Requisito 1: Organize em uma tabela Markdown as linhas das entradas, começando pela primeira linha das entradas e indo até a linha que contém "[[38,67],[62,77],[72,55],[62,31],[31,42]]", inclusive. Use as colunas Número e Linha e deixe de fora as linhas em branco.

Crítica | Ben-Hur traz mensagem de bondade em tempos de guerra

Em 1959 foi lançado o filme Ben-Hur, produzido pela MGM e dirigido por William Wyler. A obra era grandiosa em sua escala técnica (cenários, figurinos, figuração e efeitos práticos), até mesmo em sua longa duração de 222 minutos. Pode-se dizer que o filme é intocável, como o próprio Jack Huston (Judah Ben-Hur) nos contou em sua vinda ao Brasil, complementando que a releitura feita pelo diretor Timur Bekmambetov não tem o intuito de substituí-la, mas de trazê-la para a linguagem contemporânea com uma mensagem indubitavelmente importante para o nosso cotidiano.

Para quem não conhece o romance escrito por Lew Wallace, Ben-Hur: Um Conto do Cristo, de 1880, conta a história do nobre Judah Ben Hur (Jack Huston), contemporâneo de Jesus Cristo (Rodrigo Santoro), que é injustamente acusado de traição e condenado à escravidão. Ele sobrevive ao tempo de servidão e descobre que foi enganado por seu próprio irmão, Messala (Toby Kebbell), partindo, então, em busca de vingança. O conto de Wallace é retratado da mesma premissa no filme produzido por Timur, sofrendo algumas sutis alterações para ser, na visão do diretor, uma obra contemporânea.

O filme inicia mostrando a relação forte de amizade entre os irmãos Judah e Messala,  comprovando o que um poderia fazer para ajudar o outro, não importando o que isso custe a cada um. Posto de lado essa relação, também são mostradas as inúmeras diferenças entre eles, começando pelo fato de Messala ser um romano morando numa casa judia em Jerusalém. Nossos Deuses são diferentes, Messala, diz Naomi Ben-Hur (Ayelet Zurer), para praticamente cravar que dentro daquele lar, Messala ainda era um forasteiro. Com esse sentimento, o romano posterga a casa dos Hur em busca de glória e reconhecimento, alistando-se no exército romano para que todos conhecessem seu nome.

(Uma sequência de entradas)

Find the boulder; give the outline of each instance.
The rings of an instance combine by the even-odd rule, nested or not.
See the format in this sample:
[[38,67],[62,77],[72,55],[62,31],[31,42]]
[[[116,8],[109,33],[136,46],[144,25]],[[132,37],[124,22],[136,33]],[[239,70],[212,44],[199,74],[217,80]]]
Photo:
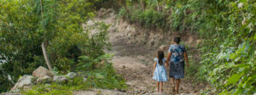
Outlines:
[[44,77],[44,76],[49,76],[49,77],[53,77],[54,76],[54,74],[51,73],[49,70],[48,70],[47,69],[45,69],[44,67],[38,67],[37,70],[35,70],[33,71],[33,74],[32,75],[34,77]]
[[73,79],[74,78],[75,76],[77,76],[77,74],[74,73],[74,72],[70,72],[67,75],[67,78],[70,78],[70,79]]
[[64,75],[55,75],[54,81],[55,82],[67,82],[68,80]]
[[15,91],[25,87],[27,88],[27,87],[31,87],[32,85],[32,75],[23,75],[18,80],[17,83],[11,89],[11,91]]
[[37,80],[37,83],[50,83],[52,82],[53,79],[48,75],[40,77]]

Requisito 2: Reescreva o trecho da crítica sobre Ben-Hur que começa em "Crítica | Ben-Hur" e vai até "o nosso cotidiano.", trocando "diretor" por "cineasta".

Resposta 1:
| Número | Linha |
|---|---|
| 1 | Find the boulder; give the outline of each instance. |
| 2 | The rings of an instance combine by the even-odd rule, nested or not. |
| 3 | See the format in this sample: |
| 4 | [[38,67],[62,77],[72,55],[62,31],[31,42]] |

Resposta 2:
Crítica | Ben-Hur traz mensagem de bondade em tempos de guerra

Em 1959 foi lançado o filme Ben-Hur, produzido pela MGM e dirigido por William Wyler. A obra era grandiosa em sua escala técnica (cenários, figurinos, figuração e efeitos práticos), até mesmo em sua longa duração de 222 minutos. Pode-se dizer que o filme é intocável, como o próprio Jack Huston (Judah Ben-Hur) nos contou em sua vinda ao Brasil, complementando que a releitura feita pelo cineasta Timur Bekmambetov não tem o intuito de substituí-la, mas de trazê-la para a linguagem contemporânea com uma mensagem indubitavelmente importante para o nosso cotidiano.